- [SET PROBLEM 1]:
Give again, word for word, the part of the fencing text that opens with the words containing "After deciding to" and closes with "get to work!".

- [READING TEXT]:
+--
So, I hired some from an exotic land called Lowe’s! Lowe’s has a great installation service department for all sorts of things—from simple stuff like hanging blinds and installing a toilet to complex jobs like building decks, redoing roofing, installing HVAC systems…and fencing! The process goes like this: the representative from the local store comes out and takes measurements, evaluates the project, and provides a quote. I got my quote on the spot—just under $5,000, in case you’re curious. That’s actually a little less than I expected to spend here—it’s a ton of yard!

After deciding to move forward, I asked to meet with the contractor beforehand both times to go over everything step-by-step and make sure he understood my concerns, noted any particular challenges and custom requests. They were very accommodating—the Lowe’s rep came out with the contractor and they gave me lots of time to fret about stuff. Then they scheduled the job, delivered all the supplies the day before, and then the crew showed up early the next day with everything they needed to get to work!
+--
- [Extracted data entries]:

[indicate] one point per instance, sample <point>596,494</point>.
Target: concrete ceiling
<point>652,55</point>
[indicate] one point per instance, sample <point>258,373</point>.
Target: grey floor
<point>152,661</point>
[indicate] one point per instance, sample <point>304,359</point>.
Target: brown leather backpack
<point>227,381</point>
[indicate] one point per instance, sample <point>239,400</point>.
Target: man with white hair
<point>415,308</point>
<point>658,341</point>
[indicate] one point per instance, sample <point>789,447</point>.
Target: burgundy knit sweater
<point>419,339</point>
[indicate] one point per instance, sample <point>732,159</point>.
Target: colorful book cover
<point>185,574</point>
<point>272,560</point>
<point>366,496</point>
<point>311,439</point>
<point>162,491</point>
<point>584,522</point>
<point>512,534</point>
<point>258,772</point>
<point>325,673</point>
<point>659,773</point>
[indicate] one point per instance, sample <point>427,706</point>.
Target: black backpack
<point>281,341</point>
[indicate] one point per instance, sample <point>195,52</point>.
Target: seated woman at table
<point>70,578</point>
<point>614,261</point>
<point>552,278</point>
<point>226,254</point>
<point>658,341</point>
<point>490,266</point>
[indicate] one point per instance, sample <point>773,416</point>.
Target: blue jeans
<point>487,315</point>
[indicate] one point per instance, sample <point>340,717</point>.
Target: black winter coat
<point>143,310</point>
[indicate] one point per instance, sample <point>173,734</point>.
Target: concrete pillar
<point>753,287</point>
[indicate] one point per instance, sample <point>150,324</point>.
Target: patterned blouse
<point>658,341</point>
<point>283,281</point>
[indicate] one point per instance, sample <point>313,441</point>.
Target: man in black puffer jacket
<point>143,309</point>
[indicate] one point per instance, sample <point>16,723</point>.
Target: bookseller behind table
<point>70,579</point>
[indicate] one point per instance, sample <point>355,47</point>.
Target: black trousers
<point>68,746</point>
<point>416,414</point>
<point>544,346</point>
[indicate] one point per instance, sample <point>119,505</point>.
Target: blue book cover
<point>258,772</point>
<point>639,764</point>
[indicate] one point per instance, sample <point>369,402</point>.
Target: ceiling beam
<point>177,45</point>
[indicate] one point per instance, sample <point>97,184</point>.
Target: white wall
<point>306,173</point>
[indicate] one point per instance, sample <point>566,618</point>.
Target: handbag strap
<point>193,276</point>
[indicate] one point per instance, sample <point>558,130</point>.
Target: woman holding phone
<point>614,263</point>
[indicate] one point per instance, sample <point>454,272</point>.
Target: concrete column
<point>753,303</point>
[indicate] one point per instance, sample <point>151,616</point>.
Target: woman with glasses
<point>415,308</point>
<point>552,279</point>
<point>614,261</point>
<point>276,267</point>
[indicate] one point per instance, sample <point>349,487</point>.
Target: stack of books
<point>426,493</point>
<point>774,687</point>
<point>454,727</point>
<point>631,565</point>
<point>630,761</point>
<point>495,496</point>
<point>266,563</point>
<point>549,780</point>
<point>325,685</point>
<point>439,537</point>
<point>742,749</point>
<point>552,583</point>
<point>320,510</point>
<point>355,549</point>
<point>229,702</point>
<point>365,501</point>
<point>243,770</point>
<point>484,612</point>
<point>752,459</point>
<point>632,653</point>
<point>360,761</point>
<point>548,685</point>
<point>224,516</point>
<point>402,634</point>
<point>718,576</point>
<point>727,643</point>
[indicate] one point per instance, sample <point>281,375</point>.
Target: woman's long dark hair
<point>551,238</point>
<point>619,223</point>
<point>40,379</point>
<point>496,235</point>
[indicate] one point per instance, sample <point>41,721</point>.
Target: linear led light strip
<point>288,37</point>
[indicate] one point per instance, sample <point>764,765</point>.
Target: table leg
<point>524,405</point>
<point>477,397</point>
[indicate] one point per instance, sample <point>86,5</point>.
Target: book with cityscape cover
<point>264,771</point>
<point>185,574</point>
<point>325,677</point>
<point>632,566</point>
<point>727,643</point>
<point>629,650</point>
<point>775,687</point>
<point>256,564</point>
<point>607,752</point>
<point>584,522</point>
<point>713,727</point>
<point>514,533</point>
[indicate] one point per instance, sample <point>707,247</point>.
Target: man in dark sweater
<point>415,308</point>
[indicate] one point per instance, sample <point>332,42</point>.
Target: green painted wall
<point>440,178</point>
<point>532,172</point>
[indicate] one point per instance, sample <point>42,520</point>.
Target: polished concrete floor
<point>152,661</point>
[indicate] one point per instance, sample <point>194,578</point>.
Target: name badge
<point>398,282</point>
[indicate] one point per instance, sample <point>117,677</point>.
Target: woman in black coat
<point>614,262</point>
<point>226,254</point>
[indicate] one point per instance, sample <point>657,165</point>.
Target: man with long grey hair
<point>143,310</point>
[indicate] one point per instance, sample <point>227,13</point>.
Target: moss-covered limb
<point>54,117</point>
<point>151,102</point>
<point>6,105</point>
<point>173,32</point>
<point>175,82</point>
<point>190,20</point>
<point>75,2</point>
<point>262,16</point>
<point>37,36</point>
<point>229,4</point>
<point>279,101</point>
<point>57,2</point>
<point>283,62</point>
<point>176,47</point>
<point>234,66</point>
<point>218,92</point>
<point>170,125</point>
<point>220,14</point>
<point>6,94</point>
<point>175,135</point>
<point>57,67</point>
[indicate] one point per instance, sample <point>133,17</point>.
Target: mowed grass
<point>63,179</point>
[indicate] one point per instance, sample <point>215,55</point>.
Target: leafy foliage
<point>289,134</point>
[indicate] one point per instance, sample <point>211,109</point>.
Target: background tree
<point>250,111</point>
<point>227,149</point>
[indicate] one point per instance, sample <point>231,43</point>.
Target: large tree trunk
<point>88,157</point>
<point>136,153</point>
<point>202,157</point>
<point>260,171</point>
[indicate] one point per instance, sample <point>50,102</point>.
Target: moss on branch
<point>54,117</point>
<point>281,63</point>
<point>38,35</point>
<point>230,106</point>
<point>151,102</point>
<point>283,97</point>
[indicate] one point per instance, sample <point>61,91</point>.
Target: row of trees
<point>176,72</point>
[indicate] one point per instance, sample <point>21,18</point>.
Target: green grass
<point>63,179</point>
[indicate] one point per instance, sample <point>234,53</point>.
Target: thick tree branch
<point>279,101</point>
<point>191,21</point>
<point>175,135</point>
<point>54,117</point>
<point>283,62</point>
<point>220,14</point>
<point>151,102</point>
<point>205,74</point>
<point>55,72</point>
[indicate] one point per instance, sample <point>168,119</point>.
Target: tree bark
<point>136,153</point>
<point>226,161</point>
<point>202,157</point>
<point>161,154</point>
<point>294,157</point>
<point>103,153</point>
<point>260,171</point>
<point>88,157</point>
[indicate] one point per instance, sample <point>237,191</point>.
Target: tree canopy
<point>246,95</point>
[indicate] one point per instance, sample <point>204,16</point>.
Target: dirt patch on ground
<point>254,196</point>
+--
- [SET PROBLEM 2]:
Transcribe the records exactly, from the line containing "instance, sample <point>789,447</point>." through the line containing "<point>281,341</point>", including both of those lines.

- [WORKED SOLUTION 1]:
After deciding to move forward, I asked to meet with the contractor beforehand both times to go over everything step-by-step and make sure he understood my concerns, noted any particular challenges and custom requests. They were very accommodating—the Lowe’s rep came out with the contractor and they gave me lots of time to fret about stuff. Then they scheduled the job, delivered all the supplies the day before, and then the crew showed up early the next day with everything they needed to get to work!

- [WORKED SOLUTION 2]:
[indicate] one point per instance, sample <point>789,447</point>.
Target: burgundy knit sweater
<point>419,339</point>
[indicate] one point per instance, sample <point>732,159</point>.
Target: colorful book cover
<point>185,574</point>
<point>272,560</point>
<point>366,496</point>
<point>311,439</point>
<point>162,491</point>
<point>584,522</point>
<point>512,534</point>
<point>258,772</point>
<point>325,673</point>
<point>659,773</point>
[indicate] one point per instance, sample <point>427,706</point>.
Target: black backpack
<point>281,341</point>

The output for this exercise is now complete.